>> begin Document extract

With Jan's confirmation I'm fine with this change too. Just below...

> >
> > Did you actually observe an impact w/o this fix?
> 
> Yes, the original change has caused a performance regression in some
> GPU pass through workloads for XenServer.  I think it's reasonable to
> avoid super page shattering if the resulting pages would all end up
> using ipat and WRBACK cache attribute, as there's no reason for the
> split in the first case.
> 

... I'd appreciate mentioning the regression case in the commit msg.

With that,

Reviewed-by: Kevin Tian <kevin.tian@intel.com>
diff mbox series

Patch

diff --git a/xen/arch/x86/mm/p2m-ept.c b/xen/arch/x86/mm/p2m-ept.c
index b04ca6dbe8..b4919bad51 100644
--- a/xen/arch/x86/mm/p2m-ept.c
+++ b/xen/arch/x86/mm/p2m-ept.c
@@ -491,7 +491,7 @@  int epte_get_entry_emt(struct domain *d, gfn_t gfn, mfn_t mfn,
 {
     int gmtrr_mtype, hmtrr_mtype;
     struct vcpu *v = current;
-    unsigned long i;
+    unsigned long i, special_pgs;
 
     *ipat = false;
 
@@ -525,15 +525,17 @@  int epte_get_entry_emt(struct domain *d, gfn_t gfn, mfn_t mfn,
         return MTRR_TYPE_WRBACK;
     }
 
-    for ( i = 0; i < (1ul << order); i++ )

>> end Document extract

- **The tasks**
1: Please condense the paragraph beginning "Yes, the original change" in the Xen EPT patch review into two bullet points that keep its main facts.
2: Resume the diff in the Xen EPT patch review at the line after the last one shown.

>> begin Entries supplied

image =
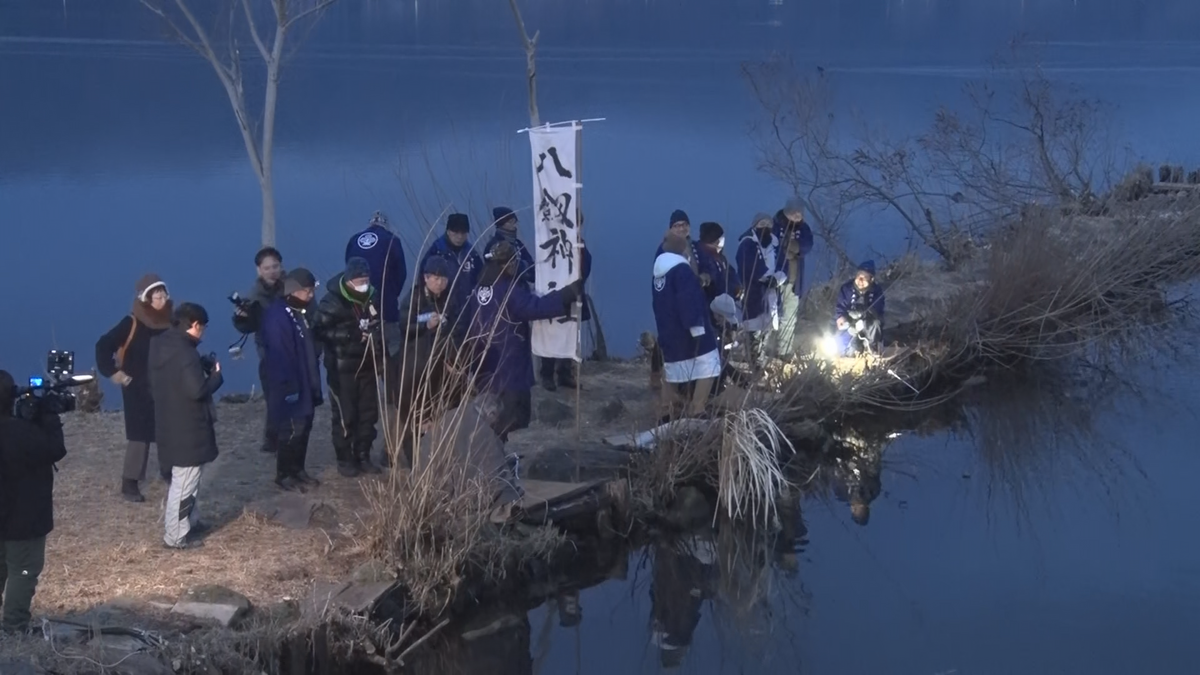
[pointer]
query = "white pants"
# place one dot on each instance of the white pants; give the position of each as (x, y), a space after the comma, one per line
(180, 513)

>> end Entries supplied

- **Answers for the exercise**
1:
- The original change caused a performance regression in some GPU pass-through workloads for XenServer.
- Super page shattering should be avoided when every resulting page would use ipat and the WRBACK cache attribute, since there is no reason for the split in that case.

2:
-    {
+    for ( special_pgs = i = 0; i < (1ul << order); i++ )
         if ( is_special_page(mfn_to_page(mfn_add(mfn, i))) )
-        {
-            if ( order )
-                return -1;
-            *ipat = true;
-            return MTRR_TYPE_WRBACK;
-        }
+            special_pgs++;
+
+    if ( special_pgs )
+    {
+        if ( special_pgs != (1ul << order) )
+            return -1;
+
+        *ipat = true;
+        return MTRR_TYPE_WRBACK;
     }
 
     switch ( type )